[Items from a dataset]
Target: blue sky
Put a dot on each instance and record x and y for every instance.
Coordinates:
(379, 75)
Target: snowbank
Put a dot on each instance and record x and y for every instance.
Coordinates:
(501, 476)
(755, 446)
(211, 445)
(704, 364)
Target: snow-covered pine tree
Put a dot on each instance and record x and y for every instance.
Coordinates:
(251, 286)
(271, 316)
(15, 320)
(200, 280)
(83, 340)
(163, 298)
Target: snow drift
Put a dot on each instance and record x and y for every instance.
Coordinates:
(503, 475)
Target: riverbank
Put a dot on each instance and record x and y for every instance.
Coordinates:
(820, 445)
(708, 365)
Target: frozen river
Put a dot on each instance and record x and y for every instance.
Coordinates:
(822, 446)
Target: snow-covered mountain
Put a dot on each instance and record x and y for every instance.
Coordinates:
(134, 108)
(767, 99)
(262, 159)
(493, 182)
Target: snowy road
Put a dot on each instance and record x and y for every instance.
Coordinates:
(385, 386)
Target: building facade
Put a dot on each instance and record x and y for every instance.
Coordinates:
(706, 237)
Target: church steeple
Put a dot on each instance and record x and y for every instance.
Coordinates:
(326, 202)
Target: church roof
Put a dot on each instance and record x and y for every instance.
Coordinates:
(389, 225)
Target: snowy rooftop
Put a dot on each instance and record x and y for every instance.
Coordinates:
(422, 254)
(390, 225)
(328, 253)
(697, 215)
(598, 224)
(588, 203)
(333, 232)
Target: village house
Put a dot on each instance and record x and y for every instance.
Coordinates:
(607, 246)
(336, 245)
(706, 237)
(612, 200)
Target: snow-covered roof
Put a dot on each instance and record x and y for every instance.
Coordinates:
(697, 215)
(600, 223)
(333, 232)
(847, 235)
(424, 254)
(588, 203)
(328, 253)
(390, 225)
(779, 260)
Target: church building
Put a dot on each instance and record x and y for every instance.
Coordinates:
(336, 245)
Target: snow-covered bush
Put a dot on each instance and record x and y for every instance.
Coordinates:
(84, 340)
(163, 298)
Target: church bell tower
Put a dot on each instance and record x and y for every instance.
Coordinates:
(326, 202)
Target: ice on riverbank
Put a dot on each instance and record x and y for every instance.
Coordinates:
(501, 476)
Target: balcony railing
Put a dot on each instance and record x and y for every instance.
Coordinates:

DIRECTION: Copy exactly the lines of the listing above, beginning at the line with "Target: church roof" and ending at its final line; write out nothing else.

ANSWER FOR THIS EXERCISE:
Target: church roof
Put a dot on each instance and record x and y for every instance.
Coordinates:
(389, 225)
Target: snowy rooftop
Put a dot on each instance and record x and y for every instance.
Coordinates:
(422, 254)
(390, 225)
(328, 253)
(697, 215)
(598, 224)
(588, 203)
(333, 232)
Target: village house
Put a dot on each instance and record x and y for every instance.
Coordinates:
(607, 246)
(336, 245)
(706, 237)
(612, 200)
Target: snow-covered roof
Put a dot on each instance and record x and y for every instance.
Coordinates:
(697, 215)
(600, 223)
(333, 232)
(847, 235)
(424, 254)
(588, 203)
(328, 253)
(390, 225)
(779, 260)
Target: church building
Put a dot on each instance and record x and y for every instance.
Coordinates:
(336, 245)
Target: snow-covered bush
Put a dot on each instance and record x and y for every instance.
Coordinates:
(84, 340)
(163, 298)
Target: church bell tower
Put a dot on each instance and record x and y for every instance.
Coordinates:
(326, 202)
Target: ice on riverbank
Put a dot on each instance and record x and y for every instance.
Coordinates:
(501, 476)
Target: balcony railing
Put a dot on each instance and record x and y for every instance.
Coordinates:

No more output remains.